(What is needed) Write out, word for word, the line that contains "Tag the tire" and each line after it down to the last line of the data below. Include nothing more.

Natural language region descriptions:
···

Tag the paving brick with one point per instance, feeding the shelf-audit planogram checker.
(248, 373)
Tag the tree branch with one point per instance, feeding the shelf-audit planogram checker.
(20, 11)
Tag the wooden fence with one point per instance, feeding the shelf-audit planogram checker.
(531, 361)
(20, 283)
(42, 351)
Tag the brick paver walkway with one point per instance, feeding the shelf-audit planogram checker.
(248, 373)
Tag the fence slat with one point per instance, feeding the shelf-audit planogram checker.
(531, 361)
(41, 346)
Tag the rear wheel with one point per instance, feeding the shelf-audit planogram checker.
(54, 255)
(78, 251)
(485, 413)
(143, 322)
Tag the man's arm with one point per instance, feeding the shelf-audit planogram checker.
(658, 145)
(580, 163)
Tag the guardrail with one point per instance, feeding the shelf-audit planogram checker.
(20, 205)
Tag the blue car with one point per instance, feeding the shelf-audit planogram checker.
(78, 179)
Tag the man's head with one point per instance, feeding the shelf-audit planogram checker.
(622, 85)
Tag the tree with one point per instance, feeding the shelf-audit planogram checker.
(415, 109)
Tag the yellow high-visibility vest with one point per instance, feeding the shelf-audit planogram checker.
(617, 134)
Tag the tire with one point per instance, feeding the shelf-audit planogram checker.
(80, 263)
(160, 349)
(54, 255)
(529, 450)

···

(Problem solution)
Tag the tire with one point per instance, feeding the shelf-audit planogram checker.
(80, 263)
(160, 349)
(54, 255)
(529, 450)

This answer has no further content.